**DIRECTIONS FOR THIS TASK**
Pull out each line of the entries that contains the word "foliage".
===== INPUT FOR THIS TASK
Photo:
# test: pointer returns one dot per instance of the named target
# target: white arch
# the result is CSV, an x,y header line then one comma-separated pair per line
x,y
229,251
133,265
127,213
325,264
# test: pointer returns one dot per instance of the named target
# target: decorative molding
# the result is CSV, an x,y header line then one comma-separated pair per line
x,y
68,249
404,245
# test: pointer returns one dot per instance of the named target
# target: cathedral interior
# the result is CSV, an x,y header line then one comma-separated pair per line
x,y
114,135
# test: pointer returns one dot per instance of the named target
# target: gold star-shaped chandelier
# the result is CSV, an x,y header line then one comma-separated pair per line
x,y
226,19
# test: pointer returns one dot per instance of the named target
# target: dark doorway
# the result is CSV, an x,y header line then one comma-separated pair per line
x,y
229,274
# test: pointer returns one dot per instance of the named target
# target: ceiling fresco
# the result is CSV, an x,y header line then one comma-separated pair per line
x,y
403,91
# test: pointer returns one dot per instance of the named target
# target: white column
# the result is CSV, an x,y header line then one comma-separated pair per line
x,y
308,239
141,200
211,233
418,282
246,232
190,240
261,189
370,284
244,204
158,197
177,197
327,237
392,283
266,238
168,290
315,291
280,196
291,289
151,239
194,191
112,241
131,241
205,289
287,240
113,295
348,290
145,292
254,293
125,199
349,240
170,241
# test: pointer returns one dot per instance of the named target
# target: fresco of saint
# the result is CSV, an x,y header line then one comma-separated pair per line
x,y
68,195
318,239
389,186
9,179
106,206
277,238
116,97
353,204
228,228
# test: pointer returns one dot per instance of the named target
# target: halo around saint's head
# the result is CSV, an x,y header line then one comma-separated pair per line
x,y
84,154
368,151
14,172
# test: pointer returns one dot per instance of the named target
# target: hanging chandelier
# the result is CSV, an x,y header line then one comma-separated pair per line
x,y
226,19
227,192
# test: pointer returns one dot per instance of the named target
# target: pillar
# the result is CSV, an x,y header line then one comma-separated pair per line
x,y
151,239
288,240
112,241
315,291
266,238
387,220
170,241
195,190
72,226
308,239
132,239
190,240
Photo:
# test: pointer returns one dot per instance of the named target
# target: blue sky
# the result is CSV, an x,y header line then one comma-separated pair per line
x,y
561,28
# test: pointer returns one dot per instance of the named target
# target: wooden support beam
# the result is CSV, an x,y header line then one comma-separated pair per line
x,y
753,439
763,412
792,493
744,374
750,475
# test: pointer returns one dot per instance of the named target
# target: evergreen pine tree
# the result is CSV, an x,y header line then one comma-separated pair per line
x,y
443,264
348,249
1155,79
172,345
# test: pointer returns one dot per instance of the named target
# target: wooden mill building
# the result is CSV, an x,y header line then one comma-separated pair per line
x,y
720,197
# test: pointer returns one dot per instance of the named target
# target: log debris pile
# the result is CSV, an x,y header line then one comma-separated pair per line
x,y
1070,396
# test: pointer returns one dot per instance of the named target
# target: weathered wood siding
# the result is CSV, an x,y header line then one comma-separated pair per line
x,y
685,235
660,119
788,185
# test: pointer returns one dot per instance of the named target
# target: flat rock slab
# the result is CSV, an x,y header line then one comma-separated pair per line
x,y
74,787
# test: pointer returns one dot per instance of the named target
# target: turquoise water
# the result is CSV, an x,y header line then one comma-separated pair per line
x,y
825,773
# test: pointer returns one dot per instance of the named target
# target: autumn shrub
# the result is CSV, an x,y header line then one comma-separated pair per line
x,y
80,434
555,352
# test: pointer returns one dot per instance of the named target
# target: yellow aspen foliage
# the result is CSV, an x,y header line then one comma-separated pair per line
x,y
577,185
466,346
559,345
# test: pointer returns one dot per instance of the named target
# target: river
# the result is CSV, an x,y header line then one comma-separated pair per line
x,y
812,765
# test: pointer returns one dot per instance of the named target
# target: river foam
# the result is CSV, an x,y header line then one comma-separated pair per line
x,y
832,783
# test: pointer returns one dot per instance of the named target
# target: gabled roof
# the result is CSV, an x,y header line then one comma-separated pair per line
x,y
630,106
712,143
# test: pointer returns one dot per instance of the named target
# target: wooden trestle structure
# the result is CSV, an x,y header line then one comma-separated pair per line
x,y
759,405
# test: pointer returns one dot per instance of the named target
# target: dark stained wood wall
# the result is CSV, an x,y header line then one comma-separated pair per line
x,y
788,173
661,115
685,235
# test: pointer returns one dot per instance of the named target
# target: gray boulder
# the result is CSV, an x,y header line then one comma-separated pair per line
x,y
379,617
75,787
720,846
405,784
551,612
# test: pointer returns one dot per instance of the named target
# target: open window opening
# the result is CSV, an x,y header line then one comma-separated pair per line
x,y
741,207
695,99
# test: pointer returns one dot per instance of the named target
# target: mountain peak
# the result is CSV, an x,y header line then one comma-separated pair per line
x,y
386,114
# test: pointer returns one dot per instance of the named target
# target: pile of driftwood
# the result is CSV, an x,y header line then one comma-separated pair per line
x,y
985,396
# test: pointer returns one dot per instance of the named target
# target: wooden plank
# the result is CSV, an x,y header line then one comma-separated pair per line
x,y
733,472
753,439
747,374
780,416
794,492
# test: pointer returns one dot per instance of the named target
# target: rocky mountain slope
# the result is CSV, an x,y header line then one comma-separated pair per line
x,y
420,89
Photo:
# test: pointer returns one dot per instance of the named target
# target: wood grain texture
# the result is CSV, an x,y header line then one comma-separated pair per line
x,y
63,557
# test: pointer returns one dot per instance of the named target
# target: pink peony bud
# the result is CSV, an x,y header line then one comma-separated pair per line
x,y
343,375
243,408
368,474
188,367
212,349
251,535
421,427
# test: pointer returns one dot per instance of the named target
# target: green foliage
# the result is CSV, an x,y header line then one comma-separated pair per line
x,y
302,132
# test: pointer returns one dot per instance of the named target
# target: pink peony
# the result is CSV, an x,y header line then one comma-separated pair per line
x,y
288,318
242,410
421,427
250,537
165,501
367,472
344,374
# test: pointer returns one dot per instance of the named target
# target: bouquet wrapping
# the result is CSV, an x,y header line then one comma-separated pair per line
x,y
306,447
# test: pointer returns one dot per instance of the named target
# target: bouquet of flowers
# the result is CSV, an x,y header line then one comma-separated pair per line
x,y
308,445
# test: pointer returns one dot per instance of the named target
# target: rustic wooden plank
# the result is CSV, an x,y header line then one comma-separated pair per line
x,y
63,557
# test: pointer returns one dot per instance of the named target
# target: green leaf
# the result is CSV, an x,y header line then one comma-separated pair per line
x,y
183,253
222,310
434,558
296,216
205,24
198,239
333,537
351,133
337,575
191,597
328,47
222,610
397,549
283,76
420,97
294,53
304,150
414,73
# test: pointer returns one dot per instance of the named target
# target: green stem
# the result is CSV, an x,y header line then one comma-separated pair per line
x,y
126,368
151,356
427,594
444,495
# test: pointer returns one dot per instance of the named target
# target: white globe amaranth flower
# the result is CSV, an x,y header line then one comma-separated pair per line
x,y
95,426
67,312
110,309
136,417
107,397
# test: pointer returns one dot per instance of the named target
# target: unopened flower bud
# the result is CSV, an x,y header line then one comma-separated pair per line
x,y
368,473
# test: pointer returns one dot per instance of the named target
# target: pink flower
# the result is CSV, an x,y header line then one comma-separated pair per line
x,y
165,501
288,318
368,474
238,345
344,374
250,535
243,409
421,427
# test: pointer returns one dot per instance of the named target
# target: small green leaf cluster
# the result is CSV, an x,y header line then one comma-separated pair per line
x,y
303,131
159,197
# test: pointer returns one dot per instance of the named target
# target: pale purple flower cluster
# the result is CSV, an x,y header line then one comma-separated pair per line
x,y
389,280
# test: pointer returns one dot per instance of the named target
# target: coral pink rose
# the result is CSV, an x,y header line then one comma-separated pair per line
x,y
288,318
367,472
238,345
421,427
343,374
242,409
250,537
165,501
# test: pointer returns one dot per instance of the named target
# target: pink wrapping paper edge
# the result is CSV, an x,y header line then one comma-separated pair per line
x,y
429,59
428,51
==========
**EXERCISE ANSWER**
# target: yellow aspen foliage
# target: green foliage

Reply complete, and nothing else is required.